SOURCE DOCUMENT ->

· · · · · · ·

But since the advent of modern cable and the Internet and that briefing room really being a place where it's televised live on almost a daily basis now, I had to think long and hard, do I have four years in me, especially after the campaign. And I made the determination it was time to go.

KURTZ: In other words, you feel scarred and bloodied?

FLEISCHER: Well, I don't look at it as scarred and bloodied, but there's no question about it. This is an arduous way to make a living. It's a fascinating way to make a living. I will be able to leave it saying I love what I do, that it's a fun way to make a living. But I'm leaving while I can still say that.

KURTZ: In that briefing room, I mean you get banged on pretty hard some days.

FLEISCHER: I've noticed.

KURTZ: I wonder if you think this is especially because it's all televised these days, that didn't used to be the case, whether there's a certain amount of grandstanding by reporters, who want to show themselves interrogating the press secretary?

FLEISCHER: Well, I think there -- a substantial proportion of the briefing is really designed to get information about what the government's doing. But a substantial part of the on-camera briefing is so different from the briefing in the morning, which is off camera, and so different from the briefings in Crawford, Texas, that there is a certain element, both by the press secretary and the press, of knowing that the cameras are on and you respond...

KURTZ: You're a performer?

FLEISCHER: It's not...

KURTZ: You're conscious of trying to produce the requisite sound bite for the evening news?

FLEISCHER: Well, there's no question there's a consciousness that the camera is on and that when you speak for a camera in that briefing, if you give a 30-second answer, it won't make the air. But if you give a five- to six-second answer, it will. It is the reality of modern day television that all governments (ph) adjust to. KURTZ: In this interview, you can take your time. We won't cut it out.

· · · · · · ·

WHAT YOU WILL DO ->
1. According to the interview, what length of answer given at the televised briefing will make the air?
2. Print the part of the interview from "FLEISCHER: Well, I think" to "FLEISCHER: It's not...".

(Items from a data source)

· · · · · · ·

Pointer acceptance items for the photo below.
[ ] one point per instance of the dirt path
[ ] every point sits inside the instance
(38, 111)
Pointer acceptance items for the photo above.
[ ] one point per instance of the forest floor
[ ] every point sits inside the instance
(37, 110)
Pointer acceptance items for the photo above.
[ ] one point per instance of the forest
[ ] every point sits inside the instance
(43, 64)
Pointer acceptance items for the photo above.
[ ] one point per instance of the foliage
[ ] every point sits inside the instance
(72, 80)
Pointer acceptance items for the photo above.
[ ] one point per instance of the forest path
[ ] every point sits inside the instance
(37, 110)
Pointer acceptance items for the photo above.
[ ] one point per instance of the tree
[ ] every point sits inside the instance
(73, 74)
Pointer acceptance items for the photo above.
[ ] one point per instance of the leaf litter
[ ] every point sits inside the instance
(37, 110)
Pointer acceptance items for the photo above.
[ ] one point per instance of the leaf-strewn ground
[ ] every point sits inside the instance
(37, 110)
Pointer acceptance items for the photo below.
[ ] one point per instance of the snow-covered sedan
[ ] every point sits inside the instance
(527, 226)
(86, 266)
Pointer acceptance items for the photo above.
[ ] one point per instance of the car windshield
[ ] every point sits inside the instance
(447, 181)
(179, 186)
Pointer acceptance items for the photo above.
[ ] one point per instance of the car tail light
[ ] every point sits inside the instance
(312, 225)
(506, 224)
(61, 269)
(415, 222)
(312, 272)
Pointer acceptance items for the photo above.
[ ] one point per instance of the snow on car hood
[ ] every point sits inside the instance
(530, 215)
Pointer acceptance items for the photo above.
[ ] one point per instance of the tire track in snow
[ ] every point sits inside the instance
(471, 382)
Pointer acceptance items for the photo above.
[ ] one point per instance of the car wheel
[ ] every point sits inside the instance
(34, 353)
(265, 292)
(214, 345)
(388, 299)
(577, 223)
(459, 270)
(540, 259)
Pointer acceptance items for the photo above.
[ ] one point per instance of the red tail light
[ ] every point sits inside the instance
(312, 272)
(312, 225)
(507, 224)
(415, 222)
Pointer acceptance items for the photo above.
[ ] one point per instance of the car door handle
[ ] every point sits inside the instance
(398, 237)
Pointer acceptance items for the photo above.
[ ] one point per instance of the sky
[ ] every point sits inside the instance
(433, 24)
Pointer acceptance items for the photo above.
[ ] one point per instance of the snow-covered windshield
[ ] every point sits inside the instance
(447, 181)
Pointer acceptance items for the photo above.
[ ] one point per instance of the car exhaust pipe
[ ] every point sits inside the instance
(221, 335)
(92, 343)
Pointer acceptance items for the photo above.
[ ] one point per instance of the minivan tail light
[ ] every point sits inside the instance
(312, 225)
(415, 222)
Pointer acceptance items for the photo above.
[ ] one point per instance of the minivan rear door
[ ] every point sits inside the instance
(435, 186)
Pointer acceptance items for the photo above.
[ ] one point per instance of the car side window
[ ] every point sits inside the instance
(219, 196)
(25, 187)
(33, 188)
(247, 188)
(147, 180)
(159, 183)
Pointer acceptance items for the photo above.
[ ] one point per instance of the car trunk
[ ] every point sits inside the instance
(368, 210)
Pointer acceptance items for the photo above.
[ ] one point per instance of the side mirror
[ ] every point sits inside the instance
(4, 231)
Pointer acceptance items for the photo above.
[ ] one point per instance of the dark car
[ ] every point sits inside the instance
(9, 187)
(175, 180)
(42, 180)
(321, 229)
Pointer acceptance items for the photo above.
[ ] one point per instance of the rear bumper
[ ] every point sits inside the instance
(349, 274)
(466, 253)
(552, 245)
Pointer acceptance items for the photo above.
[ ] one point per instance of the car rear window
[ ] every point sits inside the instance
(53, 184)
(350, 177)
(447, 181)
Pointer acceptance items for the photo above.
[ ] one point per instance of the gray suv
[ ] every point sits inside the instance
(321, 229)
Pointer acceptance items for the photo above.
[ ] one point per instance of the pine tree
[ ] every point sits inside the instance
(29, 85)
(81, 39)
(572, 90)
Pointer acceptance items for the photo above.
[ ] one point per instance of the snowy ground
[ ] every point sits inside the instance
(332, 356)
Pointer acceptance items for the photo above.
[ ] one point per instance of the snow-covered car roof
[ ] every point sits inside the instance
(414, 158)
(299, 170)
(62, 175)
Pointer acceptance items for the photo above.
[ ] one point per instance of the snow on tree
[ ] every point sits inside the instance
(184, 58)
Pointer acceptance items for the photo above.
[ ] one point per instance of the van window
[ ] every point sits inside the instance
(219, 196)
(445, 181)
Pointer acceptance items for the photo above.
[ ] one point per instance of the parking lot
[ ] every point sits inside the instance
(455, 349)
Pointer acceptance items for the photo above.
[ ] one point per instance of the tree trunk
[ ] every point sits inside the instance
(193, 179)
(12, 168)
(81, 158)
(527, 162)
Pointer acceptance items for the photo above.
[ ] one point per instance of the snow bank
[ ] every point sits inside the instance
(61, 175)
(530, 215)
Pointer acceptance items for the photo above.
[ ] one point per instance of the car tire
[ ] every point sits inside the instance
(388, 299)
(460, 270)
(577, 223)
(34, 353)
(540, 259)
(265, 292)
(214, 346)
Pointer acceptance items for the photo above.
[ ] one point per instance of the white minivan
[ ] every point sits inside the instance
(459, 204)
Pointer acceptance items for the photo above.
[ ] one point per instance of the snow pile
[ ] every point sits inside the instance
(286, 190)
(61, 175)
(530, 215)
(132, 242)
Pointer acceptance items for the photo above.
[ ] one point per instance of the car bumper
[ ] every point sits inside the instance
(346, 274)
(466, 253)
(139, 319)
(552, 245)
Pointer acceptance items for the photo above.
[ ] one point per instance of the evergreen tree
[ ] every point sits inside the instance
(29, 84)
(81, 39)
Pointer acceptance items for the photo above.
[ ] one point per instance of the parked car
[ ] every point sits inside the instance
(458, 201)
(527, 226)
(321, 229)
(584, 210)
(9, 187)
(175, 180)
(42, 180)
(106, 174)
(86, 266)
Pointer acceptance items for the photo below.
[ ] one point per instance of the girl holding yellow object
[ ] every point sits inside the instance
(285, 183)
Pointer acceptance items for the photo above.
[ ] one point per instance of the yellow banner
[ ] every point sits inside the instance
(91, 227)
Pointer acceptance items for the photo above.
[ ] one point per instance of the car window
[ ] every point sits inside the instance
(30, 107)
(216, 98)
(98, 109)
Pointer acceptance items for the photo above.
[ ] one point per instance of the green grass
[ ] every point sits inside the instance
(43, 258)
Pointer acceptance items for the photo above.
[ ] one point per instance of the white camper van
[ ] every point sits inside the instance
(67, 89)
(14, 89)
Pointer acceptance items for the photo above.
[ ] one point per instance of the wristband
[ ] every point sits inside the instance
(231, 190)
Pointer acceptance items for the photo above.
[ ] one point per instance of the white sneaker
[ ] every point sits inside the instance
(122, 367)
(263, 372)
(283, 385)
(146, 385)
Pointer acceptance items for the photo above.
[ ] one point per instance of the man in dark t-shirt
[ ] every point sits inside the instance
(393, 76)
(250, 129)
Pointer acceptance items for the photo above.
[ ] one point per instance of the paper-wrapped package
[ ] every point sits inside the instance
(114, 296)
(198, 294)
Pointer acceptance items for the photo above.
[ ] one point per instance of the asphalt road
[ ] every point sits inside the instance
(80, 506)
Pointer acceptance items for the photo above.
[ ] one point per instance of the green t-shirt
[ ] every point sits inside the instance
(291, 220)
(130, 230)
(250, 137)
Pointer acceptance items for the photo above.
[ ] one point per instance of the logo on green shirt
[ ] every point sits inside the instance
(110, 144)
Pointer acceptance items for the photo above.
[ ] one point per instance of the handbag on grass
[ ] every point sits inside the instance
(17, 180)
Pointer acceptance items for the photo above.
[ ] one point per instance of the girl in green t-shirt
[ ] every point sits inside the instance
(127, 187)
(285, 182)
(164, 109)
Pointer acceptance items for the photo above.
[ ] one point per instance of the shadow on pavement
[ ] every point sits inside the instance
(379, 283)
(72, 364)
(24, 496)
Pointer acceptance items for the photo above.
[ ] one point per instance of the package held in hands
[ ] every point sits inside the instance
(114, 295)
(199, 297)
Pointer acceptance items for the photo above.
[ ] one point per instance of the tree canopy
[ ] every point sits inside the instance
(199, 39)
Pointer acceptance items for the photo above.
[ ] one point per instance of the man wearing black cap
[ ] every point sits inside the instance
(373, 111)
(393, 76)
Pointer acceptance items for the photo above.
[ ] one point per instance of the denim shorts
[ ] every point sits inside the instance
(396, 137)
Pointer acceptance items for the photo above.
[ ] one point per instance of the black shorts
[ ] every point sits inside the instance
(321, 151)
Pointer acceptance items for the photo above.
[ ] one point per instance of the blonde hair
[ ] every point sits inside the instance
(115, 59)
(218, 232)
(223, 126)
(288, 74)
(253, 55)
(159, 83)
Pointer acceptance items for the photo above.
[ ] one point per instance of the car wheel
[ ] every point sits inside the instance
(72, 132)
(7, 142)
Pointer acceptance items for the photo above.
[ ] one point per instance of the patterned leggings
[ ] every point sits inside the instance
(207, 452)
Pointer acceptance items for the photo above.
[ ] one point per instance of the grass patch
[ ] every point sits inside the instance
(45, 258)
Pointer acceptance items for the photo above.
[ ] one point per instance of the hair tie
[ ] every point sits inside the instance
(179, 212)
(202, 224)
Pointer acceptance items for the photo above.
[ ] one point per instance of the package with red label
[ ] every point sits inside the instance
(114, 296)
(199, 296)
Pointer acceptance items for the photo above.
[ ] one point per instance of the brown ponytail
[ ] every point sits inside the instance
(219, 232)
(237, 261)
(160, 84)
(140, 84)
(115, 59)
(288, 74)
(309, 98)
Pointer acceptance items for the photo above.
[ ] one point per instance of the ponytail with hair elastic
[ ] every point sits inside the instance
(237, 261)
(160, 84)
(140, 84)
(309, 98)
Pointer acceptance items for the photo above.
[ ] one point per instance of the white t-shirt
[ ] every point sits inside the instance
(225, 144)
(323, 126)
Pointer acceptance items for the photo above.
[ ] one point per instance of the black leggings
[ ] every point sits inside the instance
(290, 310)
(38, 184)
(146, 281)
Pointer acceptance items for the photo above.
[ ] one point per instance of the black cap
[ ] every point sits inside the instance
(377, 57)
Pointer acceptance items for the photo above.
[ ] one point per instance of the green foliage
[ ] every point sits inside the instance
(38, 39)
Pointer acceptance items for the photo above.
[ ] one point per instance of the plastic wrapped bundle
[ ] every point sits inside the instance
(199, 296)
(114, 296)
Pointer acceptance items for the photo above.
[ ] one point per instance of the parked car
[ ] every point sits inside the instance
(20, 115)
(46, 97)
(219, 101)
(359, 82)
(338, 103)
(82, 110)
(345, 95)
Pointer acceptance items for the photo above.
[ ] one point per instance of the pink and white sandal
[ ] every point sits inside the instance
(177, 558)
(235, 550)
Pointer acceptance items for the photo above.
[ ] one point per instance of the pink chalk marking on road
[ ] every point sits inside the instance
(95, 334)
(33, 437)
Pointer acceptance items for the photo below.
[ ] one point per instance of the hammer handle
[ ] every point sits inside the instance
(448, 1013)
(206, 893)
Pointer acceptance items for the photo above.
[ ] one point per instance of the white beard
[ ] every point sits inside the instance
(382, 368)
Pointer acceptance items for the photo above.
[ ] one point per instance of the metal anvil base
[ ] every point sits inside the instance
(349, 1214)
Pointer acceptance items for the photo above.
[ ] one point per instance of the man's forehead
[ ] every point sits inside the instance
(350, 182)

· · · · · · ·

IN RESPONSE ->
1. A five- to six-second answer will make the air; a 30-second answer won't.

2.
FLEISCHER: Well, I think there -- a substantial proportion of the briefing is really designed to get information about what the government's doing. But a substantial part of the on-camera briefing is so different from the briefing in the morning, which is off camera, and so different from the briefings in Crawford, Texas, that there is a certain element, both by the press secretary and the press, of knowing that the cameras are on and you respond...

KURTZ: You're a performer?

FLEISCHER: It's not...